[Point placement records]
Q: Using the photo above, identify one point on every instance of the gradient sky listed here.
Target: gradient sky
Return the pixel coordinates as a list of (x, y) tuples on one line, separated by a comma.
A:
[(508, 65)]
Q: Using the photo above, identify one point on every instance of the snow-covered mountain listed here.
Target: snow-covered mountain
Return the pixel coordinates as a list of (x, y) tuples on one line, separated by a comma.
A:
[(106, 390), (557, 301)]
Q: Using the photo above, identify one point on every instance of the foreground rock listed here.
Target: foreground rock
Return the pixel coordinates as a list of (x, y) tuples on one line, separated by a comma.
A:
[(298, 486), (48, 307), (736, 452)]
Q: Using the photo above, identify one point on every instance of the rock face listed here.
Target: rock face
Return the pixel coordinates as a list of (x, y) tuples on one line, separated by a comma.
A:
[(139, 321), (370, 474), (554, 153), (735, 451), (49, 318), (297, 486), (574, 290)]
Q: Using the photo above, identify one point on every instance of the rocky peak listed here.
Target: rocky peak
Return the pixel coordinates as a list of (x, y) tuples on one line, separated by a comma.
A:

• Set exercise
Could you copy all of the data above line for line, without changing anything?

• Output
Q: Using the photo above, identify one point on every instance of the gradient sky listed here.
Target: gradient sky
Return the pixel coordinates as a list of (x, y) tuples on one line, separated by a comma.
A:
[(508, 65)]
Q: Using the photo above, identify one point on every instance of the snow-covered mountain listed here.
Target: snow-covered mountain
Return the pixel coordinates as a list of (x, y) tuples on one line, separated by a comma.
A:
[(106, 390), (557, 301)]
Q: Using the photo above, identify one point on every instance of the foreground rock listed here.
Target: foreground rock
Return the pixel coordinates as a list of (x, y) tuples on one line, separated by a comma.
A:
[(298, 486), (48, 307), (736, 452)]
Q: Using the photo above, identify one point on every instance of the rock face listed here.
Target: rock face
Return the pixel coordinates as a list of (x, y) tuples on one line, separated by a comma.
A:
[(139, 321), (370, 474), (554, 153), (735, 451), (49, 318), (297, 486), (574, 290)]
Q: Using the photo above, identify one point on every instance of the rocky peak listed here.
Target: rocky peak
Return the pixel coordinates as a list of (x, y) tuples on one line, separated by a comma.
A:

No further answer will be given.